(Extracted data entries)
'''

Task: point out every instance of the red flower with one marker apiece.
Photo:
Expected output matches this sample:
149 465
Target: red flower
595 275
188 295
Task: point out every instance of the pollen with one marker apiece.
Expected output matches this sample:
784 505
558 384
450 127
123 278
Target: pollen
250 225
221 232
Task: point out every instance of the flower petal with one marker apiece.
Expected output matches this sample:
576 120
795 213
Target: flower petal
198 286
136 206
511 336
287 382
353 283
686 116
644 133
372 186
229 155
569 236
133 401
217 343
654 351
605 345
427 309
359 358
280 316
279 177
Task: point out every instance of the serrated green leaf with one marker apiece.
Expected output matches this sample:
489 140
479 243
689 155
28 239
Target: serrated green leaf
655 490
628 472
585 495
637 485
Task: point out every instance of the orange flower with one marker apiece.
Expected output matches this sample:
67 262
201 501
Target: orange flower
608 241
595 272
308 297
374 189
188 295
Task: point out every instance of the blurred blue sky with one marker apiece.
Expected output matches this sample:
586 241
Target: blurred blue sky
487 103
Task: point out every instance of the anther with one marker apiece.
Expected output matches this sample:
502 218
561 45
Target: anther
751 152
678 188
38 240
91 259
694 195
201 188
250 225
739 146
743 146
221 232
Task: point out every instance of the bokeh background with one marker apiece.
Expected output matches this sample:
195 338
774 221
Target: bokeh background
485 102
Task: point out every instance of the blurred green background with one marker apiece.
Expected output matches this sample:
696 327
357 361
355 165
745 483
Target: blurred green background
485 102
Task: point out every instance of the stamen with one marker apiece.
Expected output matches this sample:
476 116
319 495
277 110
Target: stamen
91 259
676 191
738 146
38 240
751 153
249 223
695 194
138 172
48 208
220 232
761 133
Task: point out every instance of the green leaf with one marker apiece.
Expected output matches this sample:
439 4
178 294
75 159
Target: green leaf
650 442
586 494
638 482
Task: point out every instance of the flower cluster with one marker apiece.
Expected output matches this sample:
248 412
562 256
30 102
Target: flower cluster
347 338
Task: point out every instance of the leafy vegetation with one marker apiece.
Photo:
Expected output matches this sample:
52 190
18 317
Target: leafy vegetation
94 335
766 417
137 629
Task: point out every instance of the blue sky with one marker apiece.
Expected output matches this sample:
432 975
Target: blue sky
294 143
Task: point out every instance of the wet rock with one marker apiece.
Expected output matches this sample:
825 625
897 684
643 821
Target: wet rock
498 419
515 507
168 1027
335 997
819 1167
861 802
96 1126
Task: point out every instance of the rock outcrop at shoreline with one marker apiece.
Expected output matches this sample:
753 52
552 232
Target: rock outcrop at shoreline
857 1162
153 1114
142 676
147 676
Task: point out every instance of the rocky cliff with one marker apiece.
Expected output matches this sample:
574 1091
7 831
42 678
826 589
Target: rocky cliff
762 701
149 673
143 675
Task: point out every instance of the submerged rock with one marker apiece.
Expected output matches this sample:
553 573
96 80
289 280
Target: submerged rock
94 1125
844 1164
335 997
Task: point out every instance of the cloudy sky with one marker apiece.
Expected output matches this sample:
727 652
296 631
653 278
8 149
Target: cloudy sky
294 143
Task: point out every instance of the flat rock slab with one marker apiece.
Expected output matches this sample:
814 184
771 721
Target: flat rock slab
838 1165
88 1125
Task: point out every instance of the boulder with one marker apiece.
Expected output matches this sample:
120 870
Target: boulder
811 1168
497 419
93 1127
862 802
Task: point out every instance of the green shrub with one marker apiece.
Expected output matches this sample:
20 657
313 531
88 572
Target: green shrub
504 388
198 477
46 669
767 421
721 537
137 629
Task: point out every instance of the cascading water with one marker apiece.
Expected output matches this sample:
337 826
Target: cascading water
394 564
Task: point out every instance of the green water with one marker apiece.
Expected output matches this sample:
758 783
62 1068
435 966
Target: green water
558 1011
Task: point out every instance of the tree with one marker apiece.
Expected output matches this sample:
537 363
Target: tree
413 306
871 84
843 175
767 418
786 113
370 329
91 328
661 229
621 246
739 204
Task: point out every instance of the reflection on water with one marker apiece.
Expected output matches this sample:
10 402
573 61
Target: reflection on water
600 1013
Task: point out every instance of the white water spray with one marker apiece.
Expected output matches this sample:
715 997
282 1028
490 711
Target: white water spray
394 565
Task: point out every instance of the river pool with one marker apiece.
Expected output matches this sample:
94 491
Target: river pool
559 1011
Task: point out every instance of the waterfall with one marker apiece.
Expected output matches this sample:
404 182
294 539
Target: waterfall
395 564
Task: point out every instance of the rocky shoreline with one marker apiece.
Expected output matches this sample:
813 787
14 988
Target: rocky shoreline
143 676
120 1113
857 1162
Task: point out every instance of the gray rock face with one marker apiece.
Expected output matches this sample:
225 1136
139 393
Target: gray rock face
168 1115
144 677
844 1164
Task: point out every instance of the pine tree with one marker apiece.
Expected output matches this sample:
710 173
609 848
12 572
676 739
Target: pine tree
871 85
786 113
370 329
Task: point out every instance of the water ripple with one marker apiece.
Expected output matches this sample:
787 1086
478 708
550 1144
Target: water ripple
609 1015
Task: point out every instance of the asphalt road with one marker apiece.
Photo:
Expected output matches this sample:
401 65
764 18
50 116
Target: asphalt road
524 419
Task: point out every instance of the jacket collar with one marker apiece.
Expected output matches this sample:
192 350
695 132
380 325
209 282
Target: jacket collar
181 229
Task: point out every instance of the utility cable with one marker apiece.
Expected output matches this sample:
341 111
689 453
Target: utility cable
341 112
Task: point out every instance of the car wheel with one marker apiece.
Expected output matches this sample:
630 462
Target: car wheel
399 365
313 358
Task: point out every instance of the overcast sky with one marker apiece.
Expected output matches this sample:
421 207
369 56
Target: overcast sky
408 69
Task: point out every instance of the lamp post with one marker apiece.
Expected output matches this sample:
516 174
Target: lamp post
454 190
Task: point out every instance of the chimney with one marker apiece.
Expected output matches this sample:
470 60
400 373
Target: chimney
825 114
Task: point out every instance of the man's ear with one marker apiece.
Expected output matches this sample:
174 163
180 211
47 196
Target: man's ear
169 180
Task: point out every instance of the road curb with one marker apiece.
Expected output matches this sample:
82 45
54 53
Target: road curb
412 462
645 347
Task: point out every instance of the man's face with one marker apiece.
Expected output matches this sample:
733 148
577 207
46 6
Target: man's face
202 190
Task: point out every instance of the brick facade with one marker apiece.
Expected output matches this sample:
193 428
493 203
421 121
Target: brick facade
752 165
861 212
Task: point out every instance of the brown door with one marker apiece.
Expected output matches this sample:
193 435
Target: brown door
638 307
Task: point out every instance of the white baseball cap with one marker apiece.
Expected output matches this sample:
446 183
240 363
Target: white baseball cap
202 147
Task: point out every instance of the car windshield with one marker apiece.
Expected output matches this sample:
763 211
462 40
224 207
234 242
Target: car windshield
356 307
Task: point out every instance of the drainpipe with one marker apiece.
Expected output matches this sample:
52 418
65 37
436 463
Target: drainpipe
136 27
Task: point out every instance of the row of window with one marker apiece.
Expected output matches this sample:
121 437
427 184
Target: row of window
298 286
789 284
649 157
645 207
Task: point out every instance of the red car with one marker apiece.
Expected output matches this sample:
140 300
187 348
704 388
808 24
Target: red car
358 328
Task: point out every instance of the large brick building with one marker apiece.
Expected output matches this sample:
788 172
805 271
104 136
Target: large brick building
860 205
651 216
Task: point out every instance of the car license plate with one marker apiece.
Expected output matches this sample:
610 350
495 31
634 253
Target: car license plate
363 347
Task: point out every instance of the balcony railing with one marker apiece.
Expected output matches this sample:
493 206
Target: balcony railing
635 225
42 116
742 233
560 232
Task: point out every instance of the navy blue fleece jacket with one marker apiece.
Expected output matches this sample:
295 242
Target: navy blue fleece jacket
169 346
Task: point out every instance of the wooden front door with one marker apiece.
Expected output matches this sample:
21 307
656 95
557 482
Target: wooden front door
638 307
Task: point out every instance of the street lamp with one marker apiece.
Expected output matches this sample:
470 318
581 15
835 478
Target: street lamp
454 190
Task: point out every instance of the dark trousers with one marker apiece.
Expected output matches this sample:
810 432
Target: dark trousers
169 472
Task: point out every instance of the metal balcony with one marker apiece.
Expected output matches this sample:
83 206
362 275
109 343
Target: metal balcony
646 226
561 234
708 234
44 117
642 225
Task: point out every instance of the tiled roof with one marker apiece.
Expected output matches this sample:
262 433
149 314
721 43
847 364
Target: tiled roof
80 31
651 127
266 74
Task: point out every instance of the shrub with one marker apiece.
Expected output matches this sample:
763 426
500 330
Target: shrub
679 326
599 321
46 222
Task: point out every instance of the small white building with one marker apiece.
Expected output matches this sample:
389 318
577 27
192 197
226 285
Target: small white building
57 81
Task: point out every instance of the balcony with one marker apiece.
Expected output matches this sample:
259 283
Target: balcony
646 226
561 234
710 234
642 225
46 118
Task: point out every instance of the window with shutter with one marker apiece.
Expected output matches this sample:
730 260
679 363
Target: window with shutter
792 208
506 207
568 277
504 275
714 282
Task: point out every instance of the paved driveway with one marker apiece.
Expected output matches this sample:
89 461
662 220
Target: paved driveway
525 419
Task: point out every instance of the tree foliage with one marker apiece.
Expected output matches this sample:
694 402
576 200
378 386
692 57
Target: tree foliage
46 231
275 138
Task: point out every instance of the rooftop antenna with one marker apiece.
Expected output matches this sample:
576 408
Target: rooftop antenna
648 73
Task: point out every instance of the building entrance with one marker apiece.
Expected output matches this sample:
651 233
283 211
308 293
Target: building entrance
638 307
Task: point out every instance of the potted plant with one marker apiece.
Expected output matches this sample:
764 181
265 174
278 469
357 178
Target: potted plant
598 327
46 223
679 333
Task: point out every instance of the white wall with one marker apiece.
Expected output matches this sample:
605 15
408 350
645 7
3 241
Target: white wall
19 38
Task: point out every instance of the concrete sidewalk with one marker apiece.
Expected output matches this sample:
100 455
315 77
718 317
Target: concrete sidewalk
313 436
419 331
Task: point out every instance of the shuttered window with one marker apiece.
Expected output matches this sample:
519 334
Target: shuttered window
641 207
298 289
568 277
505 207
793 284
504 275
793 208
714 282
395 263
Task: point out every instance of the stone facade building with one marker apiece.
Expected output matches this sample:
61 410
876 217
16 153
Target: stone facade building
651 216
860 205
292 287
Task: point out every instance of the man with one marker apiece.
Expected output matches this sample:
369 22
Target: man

'''

• [WORK INSTRUCTIONS]:
Repeat each line of the data above, exactly as it appears, from the first through the line that contains "Task: point out every instance of the anther".

• [COMPLETED EXERCISE]:
Task: point out every instance of the red flower with one marker apiece.
Photo:
Expected output matches this sample:
149 465
Target: red flower
595 275
188 295
Task: point out every instance of the pollen with one marker apiece.
Expected output matches this sample:
784 505
558 384
450 127
123 278
Target: pollen
250 225
221 232
Task: point out every instance of the flower petal with one marker apiece.
Expected output matches this sample:
576 120
795 213
Target: flower petal
198 286
136 206
511 336
287 382
353 283
686 116
644 133
372 186
229 155
569 236
133 401
217 343
654 351
605 345
427 309
359 358
280 316
279 177
Task: point out every instance of the serrated green leaf with one marker apiece.
Expected output matches this sample:
489 140
479 243
689 155
28 239
Target: serrated green leaf
655 490
628 472
585 495
637 485
Task: point out every instance of the orange flower with one marker apiece.
Expected output matches this sample:
67 262
201 501
Target: orange flower
608 241
595 272
308 297
374 189
188 295
Task: point out every instance of the blurred blue sky with one marker apiece.
Expected output matches this sample:
586 241
Target: blurred blue sky
487 103
Task: point out every instance of the anther with one marker apiece.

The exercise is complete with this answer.